Could you rewrite the part of the COVID spread commentary that opens with the words containing "And this study" and closes with "hysteria point crushed.", replacing "athletes" with "players" throughout?

- TEXT SECTION -
▽

Bad news for the purveyors of panic, apparently no case surge from either the celebration in Tuscaloosa after the college football championship or in Tampa after the Super Bowl. And here is a paper saying having in-person attendance at football games wasn’t associated with more community spread. (Medrxiv Paper)
And this study of cases among athletes in Wisconsin high schools also finds little to be concerned about. (Medrxiv Paper) Among over 30,000 athletes, there were 270 cases. One, that is right, one, was due to sports contact, and five to any kind of school contact. Case rates were lower than community rates at the time, although tending to vary as rates in the surrounding community varied. And, OMG, look at this, mask usage or not didn’t seem to make a difference.
This study tracked transmission at and from Penn State University following a return to in-person classes. (Medrxiv Paper) The authors wanted to ascertain if students returning to class caused an increase in cases in the community, using antibody surveys. Despite high levels of infection and prevalence in the university, there was almost no impact on community cases. Another hysteria point crushed.
A couple of things on my least favorite topic. This is kind of interesting paper which basically says that the way people have been measuring mask effectiveness isn’t very good and probably gives an erroneous impression about how well they work. (Medrxiv Paper)

△

- PROVIDED DATA -
▽

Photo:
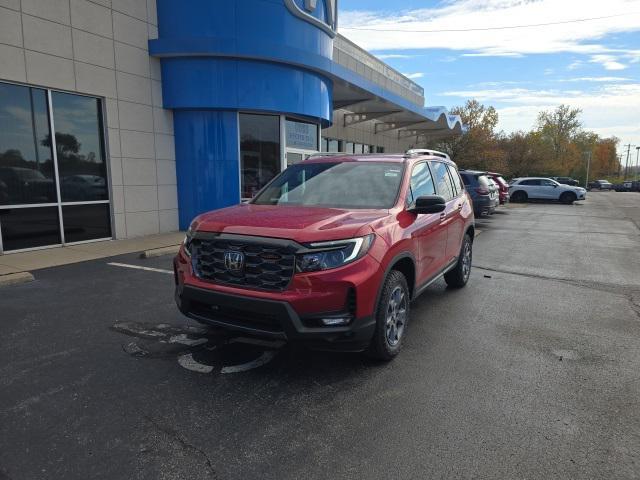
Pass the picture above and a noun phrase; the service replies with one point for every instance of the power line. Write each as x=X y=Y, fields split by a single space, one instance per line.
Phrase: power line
x=510 y=27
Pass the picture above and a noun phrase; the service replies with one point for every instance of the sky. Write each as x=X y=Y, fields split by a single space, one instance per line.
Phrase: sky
x=592 y=63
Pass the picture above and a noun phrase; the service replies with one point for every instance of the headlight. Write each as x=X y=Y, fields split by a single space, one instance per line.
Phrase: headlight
x=186 y=243
x=333 y=254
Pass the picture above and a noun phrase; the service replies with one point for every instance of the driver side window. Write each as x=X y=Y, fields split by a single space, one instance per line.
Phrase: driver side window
x=421 y=183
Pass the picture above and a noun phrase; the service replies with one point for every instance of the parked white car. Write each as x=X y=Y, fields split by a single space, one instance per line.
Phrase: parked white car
x=540 y=188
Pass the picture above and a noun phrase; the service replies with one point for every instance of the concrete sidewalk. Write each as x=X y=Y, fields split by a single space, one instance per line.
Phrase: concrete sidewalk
x=12 y=263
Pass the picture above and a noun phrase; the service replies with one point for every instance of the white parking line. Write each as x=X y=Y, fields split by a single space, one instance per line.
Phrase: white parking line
x=138 y=267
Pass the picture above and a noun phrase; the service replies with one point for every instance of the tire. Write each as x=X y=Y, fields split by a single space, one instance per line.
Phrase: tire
x=568 y=198
x=392 y=316
x=458 y=276
x=519 y=197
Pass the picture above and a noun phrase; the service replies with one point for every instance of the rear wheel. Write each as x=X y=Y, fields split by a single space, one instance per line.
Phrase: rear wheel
x=519 y=197
x=568 y=198
x=392 y=316
x=459 y=275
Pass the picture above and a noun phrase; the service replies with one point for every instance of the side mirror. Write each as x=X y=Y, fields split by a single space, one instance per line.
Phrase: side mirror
x=428 y=204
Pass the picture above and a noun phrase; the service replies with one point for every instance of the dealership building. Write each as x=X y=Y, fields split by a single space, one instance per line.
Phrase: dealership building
x=122 y=118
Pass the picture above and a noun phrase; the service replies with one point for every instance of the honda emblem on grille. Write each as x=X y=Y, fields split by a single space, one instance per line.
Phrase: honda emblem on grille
x=234 y=261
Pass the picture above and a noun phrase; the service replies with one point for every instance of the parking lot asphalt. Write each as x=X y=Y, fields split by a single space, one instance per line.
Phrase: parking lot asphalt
x=531 y=371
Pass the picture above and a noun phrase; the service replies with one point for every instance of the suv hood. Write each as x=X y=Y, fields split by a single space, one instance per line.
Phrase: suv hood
x=301 y=224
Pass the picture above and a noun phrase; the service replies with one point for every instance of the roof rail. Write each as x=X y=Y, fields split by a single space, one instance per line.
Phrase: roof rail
x=424 y=151
x=328 y=154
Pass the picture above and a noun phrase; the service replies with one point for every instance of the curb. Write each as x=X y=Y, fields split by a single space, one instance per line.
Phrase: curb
x=158 y=252
x=15 y=278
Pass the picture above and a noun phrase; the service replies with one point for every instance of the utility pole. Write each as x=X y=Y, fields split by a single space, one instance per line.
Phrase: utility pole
x=626 y=165
x=586 y=181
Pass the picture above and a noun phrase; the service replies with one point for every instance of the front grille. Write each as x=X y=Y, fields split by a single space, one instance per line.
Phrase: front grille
x=267 y=265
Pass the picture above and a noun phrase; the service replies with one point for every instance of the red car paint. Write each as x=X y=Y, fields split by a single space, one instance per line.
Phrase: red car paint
x=427 y=242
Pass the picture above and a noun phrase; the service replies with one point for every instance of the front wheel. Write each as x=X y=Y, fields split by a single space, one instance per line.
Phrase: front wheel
x=392 y=316
x=459 y=275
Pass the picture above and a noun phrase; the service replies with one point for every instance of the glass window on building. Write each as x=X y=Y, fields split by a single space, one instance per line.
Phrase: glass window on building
x=301 y=135
x=30 y=207
x=259 y=151
x=26 y=163
x=79 y=145
x=334 y=146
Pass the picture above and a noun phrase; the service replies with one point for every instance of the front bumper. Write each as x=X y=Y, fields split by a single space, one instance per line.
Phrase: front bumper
x=270 y=319
x=293 y=314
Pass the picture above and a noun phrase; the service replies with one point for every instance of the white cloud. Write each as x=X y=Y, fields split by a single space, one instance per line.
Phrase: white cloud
x=388 y=56
x=609 y=109
x=596 y=79
x=398 y=31
x=609 y=62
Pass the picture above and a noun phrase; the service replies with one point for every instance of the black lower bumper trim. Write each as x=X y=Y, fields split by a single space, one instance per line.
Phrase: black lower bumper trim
x=269 y=318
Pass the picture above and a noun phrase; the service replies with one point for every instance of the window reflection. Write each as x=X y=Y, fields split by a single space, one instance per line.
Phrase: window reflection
x=29 y=227
x=79 y=145
x=259 y=151
x=26 y=165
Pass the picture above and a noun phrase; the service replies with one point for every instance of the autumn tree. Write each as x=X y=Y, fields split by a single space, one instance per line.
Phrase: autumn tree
x=559 y=128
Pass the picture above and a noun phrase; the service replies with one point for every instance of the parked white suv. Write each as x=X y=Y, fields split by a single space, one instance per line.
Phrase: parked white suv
x=540 y=188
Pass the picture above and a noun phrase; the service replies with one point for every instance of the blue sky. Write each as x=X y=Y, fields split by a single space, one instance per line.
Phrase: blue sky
x=593 y=65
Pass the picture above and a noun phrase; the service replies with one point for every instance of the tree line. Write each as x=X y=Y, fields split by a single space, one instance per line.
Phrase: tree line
x=556 y=146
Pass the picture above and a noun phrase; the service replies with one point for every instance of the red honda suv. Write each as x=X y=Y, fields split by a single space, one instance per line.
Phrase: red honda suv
x=331 y=252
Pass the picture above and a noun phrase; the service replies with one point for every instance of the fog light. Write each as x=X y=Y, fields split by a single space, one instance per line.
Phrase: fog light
x=336 y=321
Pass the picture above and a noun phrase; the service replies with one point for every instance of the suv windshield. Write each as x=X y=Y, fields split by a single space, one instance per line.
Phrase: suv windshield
x=335 y=185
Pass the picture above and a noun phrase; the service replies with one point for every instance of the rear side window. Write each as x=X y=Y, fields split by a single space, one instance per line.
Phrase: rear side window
x=483 y=180
x=442 y=180
x=530 y=182
x=421 y=183
x=455 y=177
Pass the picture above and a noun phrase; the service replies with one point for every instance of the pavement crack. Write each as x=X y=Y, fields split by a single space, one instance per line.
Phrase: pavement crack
x=183 y=442
x=627 y=291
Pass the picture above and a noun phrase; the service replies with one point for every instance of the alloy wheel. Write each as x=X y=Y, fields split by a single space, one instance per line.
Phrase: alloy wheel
x=396 y=316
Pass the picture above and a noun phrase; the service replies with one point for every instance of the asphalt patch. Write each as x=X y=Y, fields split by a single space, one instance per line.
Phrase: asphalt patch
x=198 y=349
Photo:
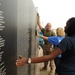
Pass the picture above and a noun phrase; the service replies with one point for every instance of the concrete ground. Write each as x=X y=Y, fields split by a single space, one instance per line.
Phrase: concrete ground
x=40 y=65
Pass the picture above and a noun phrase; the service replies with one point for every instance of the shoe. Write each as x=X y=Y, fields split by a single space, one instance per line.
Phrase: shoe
x=44 y=68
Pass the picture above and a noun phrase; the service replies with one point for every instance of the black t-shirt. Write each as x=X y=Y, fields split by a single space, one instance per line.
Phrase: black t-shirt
x=66 y=65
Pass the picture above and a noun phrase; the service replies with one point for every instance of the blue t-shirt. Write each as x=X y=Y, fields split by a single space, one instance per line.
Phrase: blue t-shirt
x=66 y=65
x=55 y=40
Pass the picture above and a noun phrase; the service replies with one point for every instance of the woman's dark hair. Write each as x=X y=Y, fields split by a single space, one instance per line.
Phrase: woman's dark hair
x=71 y=26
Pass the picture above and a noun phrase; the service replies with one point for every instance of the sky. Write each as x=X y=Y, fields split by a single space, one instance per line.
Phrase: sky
x=57 y=12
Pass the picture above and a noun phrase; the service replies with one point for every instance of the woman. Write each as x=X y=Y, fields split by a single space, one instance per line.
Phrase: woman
x=55 y=40
x=66 y=47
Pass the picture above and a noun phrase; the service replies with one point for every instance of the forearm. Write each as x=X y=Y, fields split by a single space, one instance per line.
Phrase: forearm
x=43 y=37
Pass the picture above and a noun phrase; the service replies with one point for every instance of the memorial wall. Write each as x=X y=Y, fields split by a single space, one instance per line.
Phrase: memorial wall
x=18 y=22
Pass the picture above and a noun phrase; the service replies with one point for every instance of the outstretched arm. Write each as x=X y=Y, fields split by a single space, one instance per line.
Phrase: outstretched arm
x=22 y=61
x=43 y=37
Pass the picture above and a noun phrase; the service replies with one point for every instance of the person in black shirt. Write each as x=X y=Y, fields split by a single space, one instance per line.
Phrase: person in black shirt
x=66 y=47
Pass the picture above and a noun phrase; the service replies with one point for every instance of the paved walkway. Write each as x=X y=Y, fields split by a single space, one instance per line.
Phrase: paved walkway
x=40 y=65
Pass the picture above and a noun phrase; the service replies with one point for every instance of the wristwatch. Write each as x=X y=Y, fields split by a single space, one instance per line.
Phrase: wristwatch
x=29 y=60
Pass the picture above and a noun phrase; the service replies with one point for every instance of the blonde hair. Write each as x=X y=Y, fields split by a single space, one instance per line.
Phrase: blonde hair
x=60 y=31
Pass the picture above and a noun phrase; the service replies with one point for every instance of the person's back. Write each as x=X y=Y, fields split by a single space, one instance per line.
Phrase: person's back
x=68 y=57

△

- RESPONSE BELOW -
And this study of cases among players in Wisconsin high schools also finds little to be concerned about. (Medrxiv Paper) Among over 30,000 players, there were 270 cases. One, that is right, one, was due to sports contact, and five to any kind of school contact. Case rates were lower than community rates at the time, although tending to vary as rates in the surrounding community varied. And, OMG, look at this, mask usage or not didn’t seem to make a difference.
This study tracked transmission at and from Penn State University following a return to in-person classes. (Medrxiv Paper) The authors wanted to ascertain if students returning to class caused an increase in cases in the community, using antibody surveys. Despite high levels of infection and prevalence in the university, there was almost no impact on community cases. Another hysteria point crushed.